課題の構成:
(a) 本文について、次の問いに答えてください。
(i) チャーリー・ウィルソンはどこの下院議員ですか？
(ii) 物語の舞台となる年は何年ですか？
(iii) 一頃我が国を席捲したとされる教育は何と呼ばれていますか？
(b) 本文のうち、「トム・ハンクス、ジュリア・ロ」を含む語句で始まり「極秘作戦」の幕開けだった…。」で終わる部分を、一字一句そのまま書き写してください。

トム・ハンクス、ジュリア・ロバーツ、フィリップ・シーモア・ホフマン。ハリウッドきっての名優たちが贈るのは、この上なく素晴らしい「奇蹟」の物語…それも、実話を基にした胸躍るような物語だ。
1980年。テキサスの下院議員チャーリー・ウィルソン(トム・ハンクス)が関心を持つのは、専ら酒と女。何よりも楽しく幸せに日々を生きることがモットーなのだ。とある日もいつものように、美女たちとともにジャグジーで寛いでいたチャーリーだったが、その目に飛び込んできたのは、ソ連に攻めこまれ苦境に立たされているアフガニスタンのニュース映像だった。愛国心あふれるチャーリーは、あることを心に決める。それは「史上最大の極秘作戦」の幕開けだった…。
喉が渇いている者には水を与えるだけでなく、井戸の掘り方を教えて自分自身の力で水を飲めるように知恵を授けることが最大の施しであるといわれる。国力を高めるために教育が大切であるとこはいうまでもない。一頃我が国を席捲した“ゆとり教育”なるものが影を潜めてきたのは当然といえば当然の結果だ。あのまま行けば、他者から水をもらうことしかできぬ輩でこの国は溢れかえり、井戸の水もそのうち涸れ果ててしまっただろう。

データ内容:

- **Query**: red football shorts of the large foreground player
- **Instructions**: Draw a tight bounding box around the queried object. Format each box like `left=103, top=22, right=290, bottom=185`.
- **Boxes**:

課題別解答:
(a)
(i) テキサス
(ii) 1980年
(iii) “ゆとり教育”

(b)
トム・ハンクス、ジュリア・ロバーツ、フィリップ・シーモア・ホフマン。ハリウッドきっての名優たちが贈るのは、この上なく素晴らしい「奇蹟」の物語…それも、実話を基にした胸躍るような物語だ。
1980年。テキサスの下院議員チャーリー・ウィルソン(トム・ハンクス)が関心を持つのは、専ら酒と女。何よりも楽しく幸せに日々を生きることがモットーなのだ。とある日もいつものように、美女たちとともにジャグジーで寛いでいたチャーリーだったが、その目に飛び込んできたのは、ソ連に攻めこまれ苦境に立たされているアフガニスタンのニュース映像だった。愛国心あふれるチャーリーは、あることを心に決める。それは「史上最大の極秘作戦」の幕開けだった…。